## GIVEN RECORDS
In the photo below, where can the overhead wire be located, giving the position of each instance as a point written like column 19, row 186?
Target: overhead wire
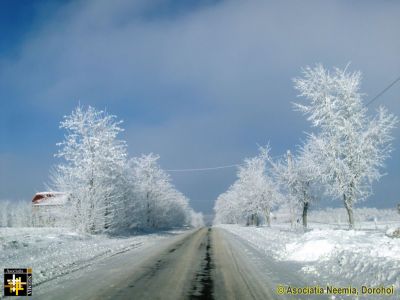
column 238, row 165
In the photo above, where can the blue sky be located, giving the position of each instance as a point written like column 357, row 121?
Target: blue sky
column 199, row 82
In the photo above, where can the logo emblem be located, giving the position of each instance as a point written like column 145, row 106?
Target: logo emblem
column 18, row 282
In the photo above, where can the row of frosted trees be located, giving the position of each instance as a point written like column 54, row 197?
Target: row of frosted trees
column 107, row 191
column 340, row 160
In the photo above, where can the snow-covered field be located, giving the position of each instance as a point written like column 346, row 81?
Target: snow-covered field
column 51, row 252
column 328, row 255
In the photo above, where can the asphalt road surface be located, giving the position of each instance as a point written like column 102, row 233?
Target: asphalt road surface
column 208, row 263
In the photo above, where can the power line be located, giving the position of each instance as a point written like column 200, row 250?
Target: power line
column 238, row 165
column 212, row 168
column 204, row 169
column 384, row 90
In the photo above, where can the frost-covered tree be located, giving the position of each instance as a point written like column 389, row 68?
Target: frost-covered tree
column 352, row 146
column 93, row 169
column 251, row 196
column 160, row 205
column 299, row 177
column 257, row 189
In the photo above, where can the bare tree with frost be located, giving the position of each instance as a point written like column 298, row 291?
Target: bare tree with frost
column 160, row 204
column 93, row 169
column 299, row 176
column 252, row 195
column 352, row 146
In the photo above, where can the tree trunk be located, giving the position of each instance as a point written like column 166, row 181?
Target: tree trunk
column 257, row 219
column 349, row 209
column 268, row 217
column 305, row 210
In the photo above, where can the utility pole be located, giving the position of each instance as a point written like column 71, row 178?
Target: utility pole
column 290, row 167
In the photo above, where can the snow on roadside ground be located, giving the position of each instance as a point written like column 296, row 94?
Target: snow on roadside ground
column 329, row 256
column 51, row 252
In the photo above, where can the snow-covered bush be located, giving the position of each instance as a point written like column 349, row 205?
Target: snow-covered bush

--

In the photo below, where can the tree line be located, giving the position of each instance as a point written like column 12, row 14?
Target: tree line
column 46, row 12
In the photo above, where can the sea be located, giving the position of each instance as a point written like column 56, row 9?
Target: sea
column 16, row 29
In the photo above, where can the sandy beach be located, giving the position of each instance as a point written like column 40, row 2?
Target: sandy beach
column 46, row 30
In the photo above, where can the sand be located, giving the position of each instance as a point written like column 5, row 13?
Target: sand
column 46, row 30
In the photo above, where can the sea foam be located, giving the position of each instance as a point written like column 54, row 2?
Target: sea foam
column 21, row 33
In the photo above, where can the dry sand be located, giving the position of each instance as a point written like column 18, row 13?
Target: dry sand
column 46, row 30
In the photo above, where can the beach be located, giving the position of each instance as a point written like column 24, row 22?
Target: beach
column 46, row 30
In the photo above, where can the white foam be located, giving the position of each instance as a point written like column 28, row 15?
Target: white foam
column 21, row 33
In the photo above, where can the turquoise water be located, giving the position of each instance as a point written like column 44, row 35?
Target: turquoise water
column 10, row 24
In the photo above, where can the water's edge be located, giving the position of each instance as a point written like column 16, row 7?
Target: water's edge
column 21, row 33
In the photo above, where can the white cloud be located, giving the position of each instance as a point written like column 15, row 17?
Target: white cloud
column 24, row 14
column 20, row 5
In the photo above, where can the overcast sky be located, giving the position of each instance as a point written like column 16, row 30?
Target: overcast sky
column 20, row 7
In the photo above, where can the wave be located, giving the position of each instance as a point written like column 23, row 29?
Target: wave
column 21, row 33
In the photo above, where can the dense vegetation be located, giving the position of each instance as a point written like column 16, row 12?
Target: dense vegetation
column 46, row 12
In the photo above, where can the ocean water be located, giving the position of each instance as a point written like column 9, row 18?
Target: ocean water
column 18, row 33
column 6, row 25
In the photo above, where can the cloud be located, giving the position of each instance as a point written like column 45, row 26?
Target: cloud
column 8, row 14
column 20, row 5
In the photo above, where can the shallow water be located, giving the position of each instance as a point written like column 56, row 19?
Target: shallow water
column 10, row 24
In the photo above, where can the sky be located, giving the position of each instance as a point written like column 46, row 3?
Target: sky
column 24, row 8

==

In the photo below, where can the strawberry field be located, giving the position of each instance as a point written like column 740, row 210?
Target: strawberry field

## HOW TO COMPLETE THIS TASK
Please go through the entries and show every line with the word "strawberry".

## SOLUTION TO THIS PROBLEM
In the photo below, where can the strawberry field be located, giving the position of each instance as a point written like column 740, row 210?
Target: strawberry field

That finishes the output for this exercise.